* [Study questions]:
[A] In the news report on Germany's partial shutdown, how long is the "wave-breaker" shutdown set to last?
[B] Quote the news report on Germany's partial shutdown word for word, everything from "In parts of" down to "from accommodating tourists.".
[C] Extend the news report on Germany's partial shutdown, picking up where it stops.

* [Provided passage]:
=== Begin Enclosure ===

BERLIN (AP) — Germany became the latest European country to embark on a partial shutdown Monday as authorities across the continent scramble to flatten a rapid rise in coronavirus infections that threatens to overwhelm their health care systems.
In parts of Europe, the new restrictions — which vary in strictness — are prompting sometimes violent protests by people frustrated at once again having to forgo freedoms. And the prospect of a second month-long lockdown is causing discontent even in Britain’s governing party, which is proposing the measure.
In Germany, restaurants, bars, theaters, cinemas, gyms and other leisure facilities closed again Monday in a four-week “wave-breaker” shutdown that seeks to force daily new infections back down to manageable levels. Germans have been asked not to travel and hotels are barred from accommodating tourists.
At present, German officials say they can’t trace the source of three-quarters of new coronavirus cases. Health Minister Jens Spahn, who himself caught the virus, says he doesn’t know where he was infected.
Spahn tweeted Monday that the number of COVID-19 patients in intensive care has tripled in Germany over the past two weeks, and “we must break this momentum, together and with determination.”
“We want to end the measures in this strictness at the end of November,” Chancellor Angela Merkel’s chief of staff, Helge Braun, told RBB Inforadio.
“This is also about enabling Christmas business for German companies, and Christmas celebrations with the family for all of us,” he added. “The stricter the measures, the quicker they work, so we decided on relatively strict measures.”

=== End Enclosure ===

* [Excerpted data]:
=== Begin Enclosure ===

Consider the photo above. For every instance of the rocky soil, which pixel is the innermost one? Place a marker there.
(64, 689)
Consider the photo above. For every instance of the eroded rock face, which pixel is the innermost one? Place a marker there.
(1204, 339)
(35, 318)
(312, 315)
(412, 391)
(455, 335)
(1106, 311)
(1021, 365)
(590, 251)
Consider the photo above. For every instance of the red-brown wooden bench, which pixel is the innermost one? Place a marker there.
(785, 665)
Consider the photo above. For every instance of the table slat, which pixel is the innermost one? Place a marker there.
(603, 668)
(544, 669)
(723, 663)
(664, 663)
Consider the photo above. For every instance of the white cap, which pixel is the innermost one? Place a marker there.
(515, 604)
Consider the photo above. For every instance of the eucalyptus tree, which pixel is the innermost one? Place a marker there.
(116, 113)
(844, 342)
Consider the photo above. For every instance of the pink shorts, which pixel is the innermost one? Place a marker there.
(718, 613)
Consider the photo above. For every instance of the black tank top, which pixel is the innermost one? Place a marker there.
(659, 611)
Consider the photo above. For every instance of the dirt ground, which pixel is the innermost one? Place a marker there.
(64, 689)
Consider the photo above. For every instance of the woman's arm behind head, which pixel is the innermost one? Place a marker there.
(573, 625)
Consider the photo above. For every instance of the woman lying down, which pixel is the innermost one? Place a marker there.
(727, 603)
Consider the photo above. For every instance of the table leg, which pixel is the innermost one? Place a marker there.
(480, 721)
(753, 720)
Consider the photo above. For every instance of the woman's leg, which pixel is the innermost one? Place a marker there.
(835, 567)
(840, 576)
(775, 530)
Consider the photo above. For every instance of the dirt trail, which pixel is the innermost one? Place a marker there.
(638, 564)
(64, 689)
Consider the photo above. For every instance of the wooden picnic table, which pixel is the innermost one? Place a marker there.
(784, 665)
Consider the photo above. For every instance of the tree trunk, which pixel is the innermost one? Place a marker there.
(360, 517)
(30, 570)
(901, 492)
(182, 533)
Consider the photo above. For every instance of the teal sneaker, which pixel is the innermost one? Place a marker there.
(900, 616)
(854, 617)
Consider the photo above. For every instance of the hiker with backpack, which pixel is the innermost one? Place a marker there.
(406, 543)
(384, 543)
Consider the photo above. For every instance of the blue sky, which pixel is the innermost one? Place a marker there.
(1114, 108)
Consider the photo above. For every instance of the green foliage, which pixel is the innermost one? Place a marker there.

=== End Enclosure ===

* [Activity answers]:
[A] Four weeks.

[B]
In parts of Europe, the new restrictions — which vary in strictness — are prompting sometimes violent protests by people frustrated at once again having to forgo freedoms. And the prospect of a second month-long lockdown is causing discontent even in Britain’s governing party, which is proposing the measure.
In Germany, restaurants, bars, theaters, cinemas, gyms and other leisure facilities closed again Monday in a four-week “wave-breaker” shutdown that seeks to force daily new infections back down to manageable levels. Germans have been asked not to travel and hotels are barred from accommodating tourists.

[C]
The new restrictions are still milder than the ones Germany imposed in the first phase of the pandemic in March and April. This time around, schools, kindergartens, non-essential shops and hairdressers are staying open. Officials will review the situation after two weeks.
England is headed for a tougher lockdown starting on Thursday, with non-essential shops and hairdressers closing for a month along with gyms and pools, and people allowed to leave home for only a short list of reasons including exercise. Domestic and international travel is also discouraged.
The new English lockdown is supposed to end on Dec. 2, but minister Michael Gove told Sky News on Sunday that couldn’t be guaranteed “with a virus this malignant, and with its capacity to move so quickly.”
The plan needs lawmakers’ approval. Prime Minister Boris Johnson is facing resistance from his own Conservative Party — who worry about its economic impact — though its passage is virtually assured by backing from the opposition Labour Party.
Austria is also introducing new restrictions this week. Starting Tuesday and until the end of November, restaurants and bars are being closed — as in Germany and England, except for deliveries and takeout — and cultural, sports and leisure activities canceled. Residents will be asked to stay home from 8 p.m. to 6 a.m., although they can go out to exercise or to work.
In Spain, lawmakers last week approved an extension until May 2021 of the country’s state of emergency. The measure puts into place a national nightly curfew and allows regions to impose more localized restrictions, such as limiting movement outside city limits on weekends.
“These measures save lives,” Catalonia police chief Eduard Sallent said. “We are enforcing a measure that is meant to prevent deaths and the collapse of our health care system.”
Spain’s curfew drew weekend protests in a dozen cities. Mostly young protesters set fire to vehicles and trash cans, blocked roads and threw objects at riot police.
Cabinet minister José Luis Escrivá told Antena 3 television Monday that “this kind of behavior is to be expected” as people grow weary of COVID-19 restrictions.
Countries including hard-hit Belgium, France, Poland and the Czech Republic already have implemented shutdowns of varying strictness.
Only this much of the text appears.